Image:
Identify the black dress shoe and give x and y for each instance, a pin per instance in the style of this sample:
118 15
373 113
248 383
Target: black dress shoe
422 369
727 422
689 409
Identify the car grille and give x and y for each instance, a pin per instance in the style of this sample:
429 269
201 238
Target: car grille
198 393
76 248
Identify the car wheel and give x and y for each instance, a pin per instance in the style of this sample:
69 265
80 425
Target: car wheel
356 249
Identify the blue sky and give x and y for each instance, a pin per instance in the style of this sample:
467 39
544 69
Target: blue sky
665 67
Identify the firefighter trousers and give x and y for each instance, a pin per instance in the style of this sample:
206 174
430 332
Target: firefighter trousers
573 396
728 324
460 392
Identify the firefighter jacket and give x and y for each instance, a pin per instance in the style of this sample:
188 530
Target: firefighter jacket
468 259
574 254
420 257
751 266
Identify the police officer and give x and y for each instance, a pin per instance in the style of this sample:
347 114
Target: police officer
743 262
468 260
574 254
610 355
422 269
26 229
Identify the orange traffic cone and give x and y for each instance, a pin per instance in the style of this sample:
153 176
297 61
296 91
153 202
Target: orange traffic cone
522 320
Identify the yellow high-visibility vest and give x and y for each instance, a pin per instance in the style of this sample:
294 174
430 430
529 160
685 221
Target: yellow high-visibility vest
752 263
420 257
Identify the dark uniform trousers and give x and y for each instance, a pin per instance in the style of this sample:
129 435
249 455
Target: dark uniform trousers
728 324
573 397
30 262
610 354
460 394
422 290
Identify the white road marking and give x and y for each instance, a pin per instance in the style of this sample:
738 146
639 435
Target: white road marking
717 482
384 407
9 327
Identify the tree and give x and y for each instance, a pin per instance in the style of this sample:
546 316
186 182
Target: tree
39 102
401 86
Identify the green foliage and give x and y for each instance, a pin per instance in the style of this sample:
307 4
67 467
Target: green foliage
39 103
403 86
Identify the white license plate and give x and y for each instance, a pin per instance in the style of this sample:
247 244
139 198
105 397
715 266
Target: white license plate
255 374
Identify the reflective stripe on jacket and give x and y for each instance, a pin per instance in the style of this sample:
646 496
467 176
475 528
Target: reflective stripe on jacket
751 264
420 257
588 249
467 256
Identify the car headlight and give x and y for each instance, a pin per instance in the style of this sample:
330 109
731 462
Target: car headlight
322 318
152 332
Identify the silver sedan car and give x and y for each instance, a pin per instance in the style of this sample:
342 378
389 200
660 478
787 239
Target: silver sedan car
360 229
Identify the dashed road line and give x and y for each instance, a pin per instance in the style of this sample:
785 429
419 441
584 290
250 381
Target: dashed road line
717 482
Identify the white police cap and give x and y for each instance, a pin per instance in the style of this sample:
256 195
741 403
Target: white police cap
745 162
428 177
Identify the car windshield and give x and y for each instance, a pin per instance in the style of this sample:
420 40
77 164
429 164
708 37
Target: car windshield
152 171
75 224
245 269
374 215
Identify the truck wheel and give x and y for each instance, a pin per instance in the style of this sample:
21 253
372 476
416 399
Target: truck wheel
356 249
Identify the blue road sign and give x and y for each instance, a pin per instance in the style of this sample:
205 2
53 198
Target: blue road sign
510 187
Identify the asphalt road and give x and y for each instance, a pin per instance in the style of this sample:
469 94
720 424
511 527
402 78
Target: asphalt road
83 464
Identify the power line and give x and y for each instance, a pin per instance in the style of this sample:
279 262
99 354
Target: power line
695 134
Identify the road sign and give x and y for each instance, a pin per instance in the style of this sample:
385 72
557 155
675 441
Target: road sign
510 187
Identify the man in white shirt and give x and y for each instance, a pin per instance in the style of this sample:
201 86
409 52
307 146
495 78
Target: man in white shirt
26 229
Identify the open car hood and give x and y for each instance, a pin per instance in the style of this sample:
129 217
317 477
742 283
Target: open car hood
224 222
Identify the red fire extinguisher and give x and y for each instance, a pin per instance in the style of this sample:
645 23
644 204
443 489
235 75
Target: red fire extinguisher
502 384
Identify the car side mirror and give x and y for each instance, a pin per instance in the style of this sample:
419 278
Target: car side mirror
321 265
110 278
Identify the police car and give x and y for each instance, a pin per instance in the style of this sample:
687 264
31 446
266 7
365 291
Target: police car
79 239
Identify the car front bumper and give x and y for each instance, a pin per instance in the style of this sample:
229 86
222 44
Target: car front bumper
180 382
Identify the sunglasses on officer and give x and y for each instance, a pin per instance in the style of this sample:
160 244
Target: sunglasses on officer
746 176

* * *

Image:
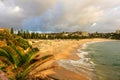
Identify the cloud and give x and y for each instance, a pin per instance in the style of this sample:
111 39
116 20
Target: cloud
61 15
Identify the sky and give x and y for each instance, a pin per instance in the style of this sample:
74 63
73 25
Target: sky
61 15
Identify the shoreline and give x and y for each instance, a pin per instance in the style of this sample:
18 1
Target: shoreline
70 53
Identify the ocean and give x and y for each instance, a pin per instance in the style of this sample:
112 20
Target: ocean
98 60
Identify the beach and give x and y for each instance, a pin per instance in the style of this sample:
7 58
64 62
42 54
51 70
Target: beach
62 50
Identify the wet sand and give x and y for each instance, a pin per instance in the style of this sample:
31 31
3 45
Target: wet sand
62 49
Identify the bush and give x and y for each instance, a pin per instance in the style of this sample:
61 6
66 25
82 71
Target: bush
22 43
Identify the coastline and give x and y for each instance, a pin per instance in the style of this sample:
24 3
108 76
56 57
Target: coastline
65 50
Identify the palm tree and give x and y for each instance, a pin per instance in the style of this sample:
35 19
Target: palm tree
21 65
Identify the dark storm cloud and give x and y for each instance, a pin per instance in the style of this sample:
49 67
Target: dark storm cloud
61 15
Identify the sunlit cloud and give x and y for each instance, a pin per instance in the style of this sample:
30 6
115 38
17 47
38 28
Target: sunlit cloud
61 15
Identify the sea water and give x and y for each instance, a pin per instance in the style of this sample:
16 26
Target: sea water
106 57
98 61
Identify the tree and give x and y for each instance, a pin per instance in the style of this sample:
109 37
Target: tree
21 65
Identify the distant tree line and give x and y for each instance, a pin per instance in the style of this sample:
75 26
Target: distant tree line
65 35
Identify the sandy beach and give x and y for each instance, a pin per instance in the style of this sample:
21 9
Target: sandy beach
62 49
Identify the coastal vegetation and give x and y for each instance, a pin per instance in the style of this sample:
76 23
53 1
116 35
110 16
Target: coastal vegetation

§ WHAT TO WORK ON: Which lines of the records above hold the word "coastal"? Copy each of them.

§ ANSWER BOX:
Identify the coastal vegetation and give x and y for each instance, a pin per instance in the style of this sample:
Target: coastal vegetation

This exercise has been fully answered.